Stored items from a collection

______________________________

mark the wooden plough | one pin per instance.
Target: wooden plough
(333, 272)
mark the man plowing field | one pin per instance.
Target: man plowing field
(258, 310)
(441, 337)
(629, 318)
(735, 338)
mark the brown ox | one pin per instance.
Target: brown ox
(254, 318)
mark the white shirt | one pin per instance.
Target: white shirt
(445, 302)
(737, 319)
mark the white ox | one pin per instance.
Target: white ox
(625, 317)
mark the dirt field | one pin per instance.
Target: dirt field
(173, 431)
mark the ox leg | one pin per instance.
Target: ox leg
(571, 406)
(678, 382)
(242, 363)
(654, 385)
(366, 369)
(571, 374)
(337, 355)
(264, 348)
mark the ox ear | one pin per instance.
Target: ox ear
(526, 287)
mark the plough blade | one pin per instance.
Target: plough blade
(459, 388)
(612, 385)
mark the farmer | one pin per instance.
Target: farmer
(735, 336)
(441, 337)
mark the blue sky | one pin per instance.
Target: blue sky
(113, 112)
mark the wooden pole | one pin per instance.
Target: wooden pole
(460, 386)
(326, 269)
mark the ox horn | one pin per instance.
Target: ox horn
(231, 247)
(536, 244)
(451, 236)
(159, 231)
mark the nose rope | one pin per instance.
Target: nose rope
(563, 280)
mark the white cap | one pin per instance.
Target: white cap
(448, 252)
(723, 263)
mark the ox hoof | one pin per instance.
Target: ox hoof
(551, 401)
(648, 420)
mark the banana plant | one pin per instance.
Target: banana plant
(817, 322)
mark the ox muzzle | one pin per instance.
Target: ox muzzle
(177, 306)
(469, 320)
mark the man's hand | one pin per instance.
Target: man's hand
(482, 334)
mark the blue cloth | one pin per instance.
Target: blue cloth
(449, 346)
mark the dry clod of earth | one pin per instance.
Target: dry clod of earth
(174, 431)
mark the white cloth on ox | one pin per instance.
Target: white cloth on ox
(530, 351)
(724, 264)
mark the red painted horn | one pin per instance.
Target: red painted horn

______________________________

What you will do
Copy every line of the material above word for word, without leaving any out.

Solution to the problem
mark the wooden plough | one pin per instance.
Target: wooden plough
(333, 272)
mark the man plowing field | one pin per instance.
Target: man plowing field
(258, 310)
(441, 337)
(629, 318)
(735, 338)
mark the brown ox | one pin per instance.
Target: brown ox
(254, 318)
mark the white shirt | one pin per instance.
Target: white shirt
(445, 302)
(737, 319)
mark the white ox | one pin per instance.
Target: white ox
(625, 317)
mark the dirt field | one pin per instance.
Target: dirt field
(173, 431)
mark the ox leg | one pin per instance.
Target: ox leg
(571, 406)
(678, 382)
(242, 363)
(654, 385)
(366, 369)
(571, 374)
(337, 355)
(264, 348)
mark the ox ear | one pin per instance.
Target: ox ear
(526, 287)
mark the plough blade | one pin per instance.
Target: plough blade
(459, 388)
(612, 385)
mark the farmer | one pin per instance.
Target: farmer
(735, 336)
(441, 337)
mark the blue sky | one pin per instance.
Target: blue sky
(113, 112)
mark the wooden pole | one pin per instance.
Target: wooden pole
(460, 386)
(326, 269)
mark the ox horn | one pin per instance.
Target: ox horn
(231, 247)
(536, 244)
(451, 236)
(159, 231)
mark the nose rope | one pin per instance.
Target: nose rope
(563, 280)
mark the white cap | one pin per instance.
Target: white cap
(448, 252)
(723, 263)
mark the ox hoof | one pin per instance.
Target: ox hoof
(551, 401)
(648, 420)
mark the banana plant | one pin per instance.
Target: banana plant
(817, 322)
mark the ox muzzle | one pin per instance.
Target: ox muzzle
(177, 306)
(469, 320)
mark the man's hand | one pin per instance.
Target: man's hand
(482, 334)
mark the blue cloth | one pin per instance.
Target: blue cloth
(449, 346)
mark the dry clod of earth | one pin per instance.
Target: dry clod of earth
(174, 431)
mark the white cloth on ox | one pin per instance.
Target: white cloth on ox
(530, 351)
(724, 264)
mark the red painted horn | one pin per instance.
Target: red painted horn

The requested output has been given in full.